*Records shown*:
□ □ □ □ □
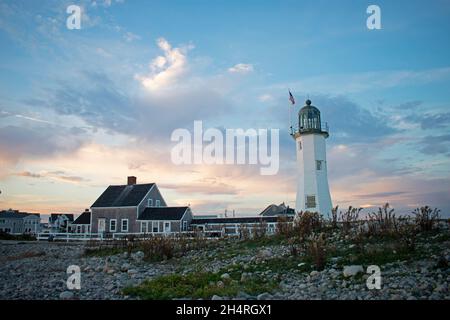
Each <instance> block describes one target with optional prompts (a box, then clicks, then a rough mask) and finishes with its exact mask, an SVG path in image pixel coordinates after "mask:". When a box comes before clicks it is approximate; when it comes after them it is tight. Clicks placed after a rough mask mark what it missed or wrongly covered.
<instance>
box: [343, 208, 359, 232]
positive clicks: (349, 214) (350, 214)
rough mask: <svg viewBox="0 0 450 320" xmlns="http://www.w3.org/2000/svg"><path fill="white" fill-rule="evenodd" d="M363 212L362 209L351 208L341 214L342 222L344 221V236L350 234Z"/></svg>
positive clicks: (343, 230) (343, 221) (348, 208)
mask: <svg viewBox="0 0 450 320" xmlns="http://www.w3.org/2000/svg"><path fill="white" fill-rule="evenodd" d="M361 210H362V208H353V207H352V206H349V207H348V209H347V211H346V212H344V213H342V212H340V220H341V221H342V228H343V232H344V234H349V233H350V231H351V230H352V227H353V225H355V224H356V223H357V222H358V219H359V213H360V212H361Z"/></svg>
□ □ □ □ □
*What you will do*: Find the string "instance" in the material above, and report every line where it occurs.

*Solution*:
Each <instance> block describes one target with optional prompts (a box, then clicks, then a rough mask) and finishes with its exact mask, an SVG path in image pixel coordinates after "mask:". When a box comes before clicks it is approximate; when it comes after them it is tight. Clicks placed after a rough mask mark what it missed or wrongly covered.
<instance>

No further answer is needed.